-- Entries shown --

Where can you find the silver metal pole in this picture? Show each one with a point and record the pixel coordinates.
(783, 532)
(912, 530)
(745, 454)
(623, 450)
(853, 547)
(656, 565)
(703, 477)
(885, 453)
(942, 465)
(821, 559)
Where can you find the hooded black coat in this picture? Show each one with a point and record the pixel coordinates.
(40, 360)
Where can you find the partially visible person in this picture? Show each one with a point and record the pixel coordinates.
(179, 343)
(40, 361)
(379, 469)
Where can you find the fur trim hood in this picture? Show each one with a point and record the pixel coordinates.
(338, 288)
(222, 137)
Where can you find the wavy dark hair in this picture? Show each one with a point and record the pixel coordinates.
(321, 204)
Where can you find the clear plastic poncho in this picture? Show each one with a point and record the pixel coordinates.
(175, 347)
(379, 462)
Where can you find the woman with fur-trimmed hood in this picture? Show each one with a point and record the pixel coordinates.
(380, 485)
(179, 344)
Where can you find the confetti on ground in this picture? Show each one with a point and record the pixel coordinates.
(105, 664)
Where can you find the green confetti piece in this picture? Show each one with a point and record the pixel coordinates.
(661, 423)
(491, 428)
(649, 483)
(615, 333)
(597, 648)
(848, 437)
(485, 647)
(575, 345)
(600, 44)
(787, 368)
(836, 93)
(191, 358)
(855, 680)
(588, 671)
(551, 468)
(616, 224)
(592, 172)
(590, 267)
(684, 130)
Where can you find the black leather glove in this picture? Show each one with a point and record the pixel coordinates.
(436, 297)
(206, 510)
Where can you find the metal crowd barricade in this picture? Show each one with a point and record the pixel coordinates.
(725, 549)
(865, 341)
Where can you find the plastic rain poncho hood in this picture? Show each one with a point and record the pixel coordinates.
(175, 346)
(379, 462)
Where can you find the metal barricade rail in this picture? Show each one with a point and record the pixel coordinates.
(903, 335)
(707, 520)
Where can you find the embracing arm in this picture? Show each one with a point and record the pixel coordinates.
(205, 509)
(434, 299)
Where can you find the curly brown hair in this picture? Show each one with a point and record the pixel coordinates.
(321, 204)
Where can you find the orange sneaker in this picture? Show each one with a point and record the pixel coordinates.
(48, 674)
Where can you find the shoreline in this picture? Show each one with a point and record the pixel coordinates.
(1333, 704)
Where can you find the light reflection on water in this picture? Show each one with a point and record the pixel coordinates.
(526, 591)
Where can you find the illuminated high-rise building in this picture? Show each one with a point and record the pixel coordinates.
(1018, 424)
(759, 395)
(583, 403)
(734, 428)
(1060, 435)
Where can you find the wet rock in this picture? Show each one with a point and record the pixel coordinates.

-- Given request --
Reproduce all data above, unchanged.

-- Response to this exercise --
Where can you find the silver metal pole in this picture? Show each one with a point and record the pixel coordinates.
(783, 532)
(912, 530)
(745, 454)
(623, 450)
(853, 547)
(656, 565)
(703, 477)
(885, 453)
(942, 465)
(821, 559)
Where can you find the hooded black coat in this picture? Show each one with a point and record the pixel coordinates.
(40, 360)
Where can you find the partially visible person in this picture? Show each one with a point and record the pixel coordinates.
(179, 343)
(40, 361)
(379, 469)
Where can you find the fur trim hood in this picture? Show each one with a point and record the pixel coordinates.
(338, 288)
(222, 137)
Where can you find the wavy dark hair in this picture? Show each one with a point and record the pixel coordinates.
(321, 204)
Where can you find the clear plastic poncho in this picture? Show each one with a point and record the pixel coordinates.
(175, 347)
(379, 462)
Where can you find the woman with fur-trimmed hood in this picture? Show each one with a point and record the pixel coordinates.
(380, 485)
(179, 344)
Where can you find the confetti on ground in this picture? Show each one with a point and record the pixel coordinates.
(105, 664)
Where can you find the green confetti piece in this picture? Show each one with a point and record the pixel coordinates.
(661, 423)
(491, 428)
(649, 483)
(615, 333)
(597, 648)
(848, 437)
(485, 647)
(575, 345)
(600, 44)
(787, 368)
(836, 93)
(191, 358)
(855, 680)
(588, 671)
(551, 468)
(616, 224)
(592, 172)
(590, 267)
(684, 130)
Where can you find the black leather glove in this picture? Show each one with a point and record the pixel coordinates.
(436, 297)
(206, 510)
Where can you find the metal crowd barricade in this picture? Show each one with a point and record the pixel coordinates.
(725, 549)
(865, 341)
Where can you find the plastic rain poncho hood in this picture? Show each one with a point and record the pixel coordinates.
(175, 346)
(379, 462)
Where can you find the metal barricade rail in this picture? Show each one with a point and record the pixel coordinates.
(903, 335)
(707, 520)
Where can you find the embracing arm in this picture? Show each one with a point and record the pixel coordinates.
(205, 509)
(434, 299)
Where can you find the curly brown hair in this picture? Show each one with a point and record the pixel coordinates.
(321, 204)
Where can you find the orange sneaker in this picture? Show each one with a point and record the pixel coordinates.
(48, 674)
Where can you find the shoreline in this picture? Show each one with a point and record the pixel coordinates.
(1333, 704)
Where can you find the light reflection on water in this picture? Show each one with a point and record the pixel coordinates.
(526, 591)
Where can you find the illuminated high-rise building in this picture? Show each one with a point and record the pixel coordinates.
(1018, 424)
(759, 395)
(583, 403)
(734, 428)
(1060, 435)
Where can you find the wet rock in this picture? Show each one with a point and record the pixel coordinates.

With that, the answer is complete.